**Task goal:**
Every entry in the listing is to be reproduced exactly.
++++++
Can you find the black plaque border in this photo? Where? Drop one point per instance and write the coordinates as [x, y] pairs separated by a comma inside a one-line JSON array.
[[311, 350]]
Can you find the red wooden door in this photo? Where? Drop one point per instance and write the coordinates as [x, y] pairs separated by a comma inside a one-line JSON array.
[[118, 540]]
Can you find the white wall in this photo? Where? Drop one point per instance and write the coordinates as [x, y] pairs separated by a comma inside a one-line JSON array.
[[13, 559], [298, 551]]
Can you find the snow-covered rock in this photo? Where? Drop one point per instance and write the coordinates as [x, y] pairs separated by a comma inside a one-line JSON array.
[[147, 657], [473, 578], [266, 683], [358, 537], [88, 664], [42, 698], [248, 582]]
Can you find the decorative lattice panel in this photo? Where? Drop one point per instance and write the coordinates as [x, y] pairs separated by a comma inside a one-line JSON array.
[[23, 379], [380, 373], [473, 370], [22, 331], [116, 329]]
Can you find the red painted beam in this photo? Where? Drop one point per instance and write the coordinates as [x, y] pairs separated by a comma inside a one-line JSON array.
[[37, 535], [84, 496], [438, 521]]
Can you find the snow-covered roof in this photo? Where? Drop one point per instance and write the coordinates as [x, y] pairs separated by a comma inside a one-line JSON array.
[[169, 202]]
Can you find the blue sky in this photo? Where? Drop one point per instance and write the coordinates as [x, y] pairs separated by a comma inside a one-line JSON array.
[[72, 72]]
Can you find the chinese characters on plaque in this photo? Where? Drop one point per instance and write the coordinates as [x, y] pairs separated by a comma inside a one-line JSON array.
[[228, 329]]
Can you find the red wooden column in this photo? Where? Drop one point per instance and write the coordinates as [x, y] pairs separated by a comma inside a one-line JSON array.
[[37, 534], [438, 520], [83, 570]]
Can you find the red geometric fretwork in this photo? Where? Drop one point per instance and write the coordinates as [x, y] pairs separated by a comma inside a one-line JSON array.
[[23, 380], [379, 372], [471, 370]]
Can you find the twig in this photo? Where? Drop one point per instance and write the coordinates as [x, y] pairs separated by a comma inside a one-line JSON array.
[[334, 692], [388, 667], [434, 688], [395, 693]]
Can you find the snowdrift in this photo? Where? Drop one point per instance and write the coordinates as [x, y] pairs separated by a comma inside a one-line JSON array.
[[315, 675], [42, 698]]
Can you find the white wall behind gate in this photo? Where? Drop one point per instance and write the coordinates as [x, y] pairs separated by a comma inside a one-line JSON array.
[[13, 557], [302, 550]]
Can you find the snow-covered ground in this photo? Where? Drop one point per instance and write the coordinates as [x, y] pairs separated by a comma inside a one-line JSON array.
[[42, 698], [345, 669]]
++++++
**Output of the exercise:**
Can you find the black plaque border in this photo? Where? Drop one point per instance and write the coordinates as [x, y] pairs separated by a comma inside a one-line JSON array.
[[311, 350]]
Can you find the red wooden door in this photo? Where? Drop one point per instance and write the coordinates as [x, y] pairs separated by a comma inside a one-line JSON array.
[[118, 540]]
Can you find the white wall in this photo? Where? Drop one point per instance and write the coordinates as [x, y] pairs separated by a comma inside a one-line JSON array.
[[13, 559], [298, 551]]
Can you find the snow-covered rock in this photo? Where? Drop one point per instance and write the coordinates as [x, y] pairs separated by a comma inside a one-line JSON array.
[[147, 657], [473, 578], [266, 683], [358, 537], [88, 664], [42, 698], [248, 582]]
Can you find the decorative lattice panel in this photo? Where? Drop one point per instance and write the coordinates as [x, y] pairs separated by a comma inside a one-line JSON array.
[[23, 379], [380, 373], [473, 370], [22, 331], [116, 329]]
Can you find the red painted beam in this photo? Where? Drop one point per instance and write the coordinates as [x, y] pairs separated by a comma inside a one-line JSON array.
[[37, 535], [84, 496], [438, 521]]
Can you find the snow-covered roof in this photo? Where? Drop one point per instance and write the coordinates as [x, y] pairs separated by a comma inside a one-line JSON array.
[[169, 202]]
Can you find the blue sky in this photo? Where? Drop one point per instance and write the coordinates as [x, y] pairs separated by a comma inside a one-line JSON array.
[[72, 72]]
Can you find the chinese characters on plaque in this photo? Where? Drop one point per instance and write the coordinates as [x, y] pairs separated by a comma inside a one-line JSON array.
[[228, 329]]
Can you find the red wooden column in this photo? Where? Drop one point per instance and write the coordinates as [x, y] pairs separated by a comma inside a one-line JSON array.
[[37, 534], [438, 520], [83, 570]]
Can you find the red geometric fretwork in this photo? Where? Drop one point per instance and write the coordinates as [x, y] pairs separated by a comma inside a one-line JSON array.
[[23, 380], [379, 372], [471, 370]]
Can you find the twig in this photo? Where? Drop one point per instance and write the coordinates as [x, y] pairs separated by a comma inside a one-line JSON array.
[[334, 692], [388, 667], [434, 688], [395, 693]]
Can you find the snowdrift in this photo? Where? Drop one point per instance and write the coordinates as [x, y] pairs separated by a comma inside a one-line JSON array.
[[315, 675], [42, 698]]
Can you find the white wall behind gate in this photo? Where? Drop one point per instance and write the coordinates as [x, y] pairs separated by a comma inside a one-line JSON array.
[[13, 557], [302, 550]]
Can you find the snow-covered ground in this photo? Where? Drop one point per instance and write the coordinates as [x, y] pairs separated by a comma inside a one-line JSON array.
[[42, 698], [345, 669]]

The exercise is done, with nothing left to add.